### TASK INPUT
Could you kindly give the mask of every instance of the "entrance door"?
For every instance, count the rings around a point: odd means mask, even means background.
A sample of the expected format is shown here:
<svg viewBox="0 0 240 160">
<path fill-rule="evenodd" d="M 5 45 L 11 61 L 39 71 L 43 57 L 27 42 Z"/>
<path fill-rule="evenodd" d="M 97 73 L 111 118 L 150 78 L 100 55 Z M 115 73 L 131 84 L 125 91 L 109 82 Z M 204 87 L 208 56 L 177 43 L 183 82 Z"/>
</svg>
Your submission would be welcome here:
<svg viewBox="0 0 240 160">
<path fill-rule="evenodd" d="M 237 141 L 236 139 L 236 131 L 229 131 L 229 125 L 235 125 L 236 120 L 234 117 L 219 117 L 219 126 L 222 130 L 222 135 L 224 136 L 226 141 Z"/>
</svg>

### EXERCISE AIM
Collect each line from the rows above that contains the string "fill", treating uppercase and lowercase as distinct.

### RESPONSE
<path fill-rule="evenodd" d="M 5 45 L 11 61 L 39 71 L 43 57 L 27 42 Z"/>
<path fill-rule="evenodd" d="M 97 73 L 111 118 L 150 78 L 100 55 Z M 115 73 L 131 84 L 125 91 L 109 82 Z M 204 87 L 208 56 L 177 43 L 183 82 Z"/>
<path fill-rule="evenodd" d="M 237 141 L 236 139 L 236 131 L 229 131 L 229 125 L 235 125 L 236 120 L 234 117 L 219 117 L 219 126 L 222 130 L 222 135 L 224 136 L 226 141 Z"/>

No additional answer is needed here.